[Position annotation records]
══════════════════════════════

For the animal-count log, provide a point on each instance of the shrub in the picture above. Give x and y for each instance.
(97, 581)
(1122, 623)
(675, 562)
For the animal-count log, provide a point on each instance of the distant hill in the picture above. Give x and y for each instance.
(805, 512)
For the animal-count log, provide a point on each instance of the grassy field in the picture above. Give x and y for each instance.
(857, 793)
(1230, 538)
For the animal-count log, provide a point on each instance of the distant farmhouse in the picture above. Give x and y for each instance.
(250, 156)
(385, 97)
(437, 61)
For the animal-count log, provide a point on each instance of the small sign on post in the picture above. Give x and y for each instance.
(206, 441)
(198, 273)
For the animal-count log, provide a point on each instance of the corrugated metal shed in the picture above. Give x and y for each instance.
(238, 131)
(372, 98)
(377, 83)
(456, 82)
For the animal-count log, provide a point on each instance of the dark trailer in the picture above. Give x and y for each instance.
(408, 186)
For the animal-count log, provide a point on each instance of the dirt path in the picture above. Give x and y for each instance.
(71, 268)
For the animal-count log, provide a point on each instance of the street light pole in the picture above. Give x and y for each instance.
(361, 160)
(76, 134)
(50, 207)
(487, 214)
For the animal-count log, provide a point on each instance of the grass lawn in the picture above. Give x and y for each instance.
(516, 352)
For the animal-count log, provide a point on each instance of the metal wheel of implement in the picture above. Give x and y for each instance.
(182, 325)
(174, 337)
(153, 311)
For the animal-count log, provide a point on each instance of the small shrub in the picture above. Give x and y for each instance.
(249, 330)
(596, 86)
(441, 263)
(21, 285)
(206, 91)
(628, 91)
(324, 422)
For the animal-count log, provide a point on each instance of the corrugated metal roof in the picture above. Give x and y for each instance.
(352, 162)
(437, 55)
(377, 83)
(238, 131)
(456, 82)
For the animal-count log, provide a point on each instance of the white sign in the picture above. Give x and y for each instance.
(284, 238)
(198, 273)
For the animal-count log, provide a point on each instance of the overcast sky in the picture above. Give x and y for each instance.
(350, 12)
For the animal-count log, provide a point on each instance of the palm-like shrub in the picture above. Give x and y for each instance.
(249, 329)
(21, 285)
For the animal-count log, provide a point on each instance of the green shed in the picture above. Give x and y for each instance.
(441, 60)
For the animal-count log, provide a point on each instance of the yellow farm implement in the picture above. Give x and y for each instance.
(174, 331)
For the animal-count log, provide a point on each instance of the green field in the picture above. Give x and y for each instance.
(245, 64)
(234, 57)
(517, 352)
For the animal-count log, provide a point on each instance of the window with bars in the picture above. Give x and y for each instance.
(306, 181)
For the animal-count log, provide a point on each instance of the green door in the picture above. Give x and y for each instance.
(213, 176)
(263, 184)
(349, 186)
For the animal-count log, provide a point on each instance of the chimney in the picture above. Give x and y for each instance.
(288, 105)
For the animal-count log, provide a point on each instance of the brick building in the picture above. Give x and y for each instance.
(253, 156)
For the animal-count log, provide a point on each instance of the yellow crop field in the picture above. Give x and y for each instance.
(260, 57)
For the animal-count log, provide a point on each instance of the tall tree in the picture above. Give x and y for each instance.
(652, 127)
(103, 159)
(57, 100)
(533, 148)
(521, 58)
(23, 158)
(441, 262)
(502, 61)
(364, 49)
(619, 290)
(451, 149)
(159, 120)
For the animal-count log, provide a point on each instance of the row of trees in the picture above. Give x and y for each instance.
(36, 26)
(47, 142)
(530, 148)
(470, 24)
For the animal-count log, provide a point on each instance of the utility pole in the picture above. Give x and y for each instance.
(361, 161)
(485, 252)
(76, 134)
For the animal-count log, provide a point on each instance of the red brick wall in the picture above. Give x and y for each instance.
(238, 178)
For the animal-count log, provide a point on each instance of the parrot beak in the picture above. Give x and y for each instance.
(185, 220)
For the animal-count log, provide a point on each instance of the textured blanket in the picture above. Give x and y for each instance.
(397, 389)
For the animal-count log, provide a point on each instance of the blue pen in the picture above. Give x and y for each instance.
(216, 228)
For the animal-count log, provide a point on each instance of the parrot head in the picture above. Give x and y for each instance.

══════════════════════════════

Return exactly, and only, the line containing "of the utility" and every line after it through the end of the material.

> _Task solution_:
For the animal-count log, provide a point on each instance of the utility pole in the picture above. Give x and y for each instance.
(361, 161)
(485, 252)
(76, 134)
For the animal-count log, provide a point on each instance of the red brick wall in the picture above. Give x and y for each instance.
(238, 178)
For the animal-count log, provide a point on each instance of the parrot beak in the picture above. Give x and y for each instance.
(185, 220)
For the animal-count log, provide a point on each instance of the textured blanket in the picture above. Give x and y for each instance.
(397, 389)
For the animal-count log, provide a point on each instance of the blue pen in the picture above. Give x and y for each instance.
(216, 228)
For the animal-count log, provide a point on each instance of the parrot head in the picture above. Give x and y for each instance.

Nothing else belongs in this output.